What to do:
From the first line of the entries below, reproduce everything exactly through the line with "Report the position of each instance of the white spot", and nothing more.

Data to use:
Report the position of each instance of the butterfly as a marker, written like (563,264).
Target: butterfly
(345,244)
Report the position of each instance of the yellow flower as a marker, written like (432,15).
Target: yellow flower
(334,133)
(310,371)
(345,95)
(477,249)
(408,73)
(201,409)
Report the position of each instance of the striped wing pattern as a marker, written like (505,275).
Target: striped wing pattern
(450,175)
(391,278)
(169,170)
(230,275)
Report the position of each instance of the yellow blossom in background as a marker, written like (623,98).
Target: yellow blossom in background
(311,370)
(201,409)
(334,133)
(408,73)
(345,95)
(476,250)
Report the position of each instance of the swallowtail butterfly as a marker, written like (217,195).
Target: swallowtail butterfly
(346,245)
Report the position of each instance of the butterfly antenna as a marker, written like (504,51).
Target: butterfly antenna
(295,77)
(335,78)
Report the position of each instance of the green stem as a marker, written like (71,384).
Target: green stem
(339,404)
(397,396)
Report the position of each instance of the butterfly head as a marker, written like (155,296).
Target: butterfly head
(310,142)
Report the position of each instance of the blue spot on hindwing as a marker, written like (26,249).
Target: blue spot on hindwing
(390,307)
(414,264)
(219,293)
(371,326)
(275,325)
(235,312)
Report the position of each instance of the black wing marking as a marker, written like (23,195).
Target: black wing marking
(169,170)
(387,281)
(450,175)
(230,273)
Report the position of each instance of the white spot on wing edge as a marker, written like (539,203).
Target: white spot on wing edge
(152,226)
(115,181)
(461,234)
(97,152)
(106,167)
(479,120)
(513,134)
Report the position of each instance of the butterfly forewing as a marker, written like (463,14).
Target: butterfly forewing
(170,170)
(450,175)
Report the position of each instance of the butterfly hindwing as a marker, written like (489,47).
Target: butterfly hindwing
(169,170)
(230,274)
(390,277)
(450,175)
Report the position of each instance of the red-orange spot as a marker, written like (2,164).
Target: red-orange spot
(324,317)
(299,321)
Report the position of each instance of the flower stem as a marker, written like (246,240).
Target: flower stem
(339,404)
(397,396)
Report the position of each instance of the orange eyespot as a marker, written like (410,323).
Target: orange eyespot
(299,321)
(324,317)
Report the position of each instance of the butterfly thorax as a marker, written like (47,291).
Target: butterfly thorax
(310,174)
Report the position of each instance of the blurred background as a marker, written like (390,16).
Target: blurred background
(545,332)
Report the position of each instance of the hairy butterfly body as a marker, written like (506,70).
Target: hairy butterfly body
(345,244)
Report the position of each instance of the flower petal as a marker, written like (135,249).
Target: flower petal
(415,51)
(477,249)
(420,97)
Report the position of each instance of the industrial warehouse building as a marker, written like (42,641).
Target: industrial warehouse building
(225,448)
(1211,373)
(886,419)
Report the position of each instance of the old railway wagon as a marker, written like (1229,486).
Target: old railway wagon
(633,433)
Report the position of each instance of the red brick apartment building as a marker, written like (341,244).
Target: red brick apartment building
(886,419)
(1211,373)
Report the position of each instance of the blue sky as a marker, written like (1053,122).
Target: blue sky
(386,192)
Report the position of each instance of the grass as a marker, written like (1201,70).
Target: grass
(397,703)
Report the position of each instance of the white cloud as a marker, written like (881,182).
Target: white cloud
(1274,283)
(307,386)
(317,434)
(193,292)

Answer:
Report the position of each instance of the butterfly as a marker, written like (563,264).
Target: butterfly
(345,244)
Report the position of each instance of the yellow flower as a marker, written like (432,15).
Target: yellow flower
(334,133)
(310,371)
(345,95)
(477,249)
(408,73)
(201,409)
Report the position of each instance of the striped wing pattern as a marker, written like (505,275).
Target: striped wing pattern
(450,175)
(391,278)
(169,170)
(230,275)
Report the position of each instance of the yellow blossom in background as a marker, written like (623,98).
Target: yellow blossom in background
(311,370)
(201,409)
(334,133)
(408,73)
(345,95)
(476,250)
Report the position of each instance of the swallowtail butterfly as a marker, written like (217,195).
Target: swallowtail butterfly
(346,245)
Report the position of each instance of the butterfly antenna as a marker, written like (504,51).
Target: butterfly antenna
(295,77)
(335,78)
Report the position of each instance of the green stem as a marker, written like (71,384).
Target: green stem
(339,404)
(397,396)
Report the position of each instance of the butterfly head as a marker, written like (155,296).
Target: butterfly head
(310,142)
Report the position of each instance of the blue spot on hindwing as a marker, written like (26,249).
Target: blue spot on hindwing
(390,307)
(414,264)
(219,293)
(371,326)
(275,325)
(235,312)
Report the position of each instance of the black wing marking as a marker, written like (23,195).
Target: black wing marking
(169,170)
(387,281)
(450,175)
(230,273)
Report the position of each instance of the white spot on wing edge as a marker, written like (539,203).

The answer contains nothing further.